What you should do —
Exactly as written, transcribe the lines that run from the one containing "In this exercise you will annotate each instance of the crackled" to the end of the records below.

Dataset records about object locations
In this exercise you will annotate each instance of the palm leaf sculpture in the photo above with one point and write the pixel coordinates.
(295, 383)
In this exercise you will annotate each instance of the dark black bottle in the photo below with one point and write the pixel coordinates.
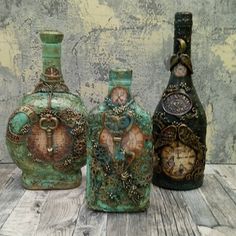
(179, 121)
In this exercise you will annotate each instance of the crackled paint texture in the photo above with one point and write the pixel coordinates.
(136, 34)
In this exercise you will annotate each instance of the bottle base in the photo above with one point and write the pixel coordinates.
(165, 183)
(51, 182)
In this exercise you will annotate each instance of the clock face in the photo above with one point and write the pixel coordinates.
(177, 160)
(119, 95)
(180, 70)
(177, 103)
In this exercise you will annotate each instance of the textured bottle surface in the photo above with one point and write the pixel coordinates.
(179, 121)
(46, 135)
(119, 147)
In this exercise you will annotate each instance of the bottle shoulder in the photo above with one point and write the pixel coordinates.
(59, 101)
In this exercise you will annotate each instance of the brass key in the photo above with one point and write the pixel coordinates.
(49, 123)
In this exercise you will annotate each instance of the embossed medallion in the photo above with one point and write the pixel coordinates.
(177, 160)
(177, 104)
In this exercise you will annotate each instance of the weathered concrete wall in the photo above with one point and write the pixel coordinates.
(133, 33)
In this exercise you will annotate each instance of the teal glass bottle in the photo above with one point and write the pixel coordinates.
(46, 135)
(179, 121)
(119, 149)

In response —
In this exercise you will annotate each instance of the crackled paint texture in the photo above with one point and write the pixel coordinates.
(136, 34)
In this exercise you will annotate each instance of the bottle base in the photo above with one point and write the pixel coordinates.
(165, 183)
(51, 182)
In this exercise you will annotate each instance of the clock face in the photo above with one point and write the pixel coordinates.
(177, 160)
(119, 95)
(180, 70)
(177, 103)
In this exercise you will annotate each instance of the textured bottle surface in the photo above with one point and write the pixel coordinates.
(179, 121)
(46, 135)
(119, 147)
In this exercise you will annotate each instance of the bottle shoulder in the photo above with one point and write the pixel coordinates.
(59, 101)
In this exercise you will annotate each instance of the brass key in the photo above with one point and write the pixel coordinates.
(49, 123)
In this exercise you will annotate each instance of the embossed medallion in the photo above with one point and write the pixel coordinates.
(177, 160)
(177, 104)
In this exercise you will annotate each instance of the weathered concrete wall in the photo above with one point and write the pixel coordinates.
(133, 33)
In this exercise you will annotate each instance of the teal glass bottle in the photo above with one point and write the pixel coordinates.
(46, 135)
(179, 121)
(119, 149)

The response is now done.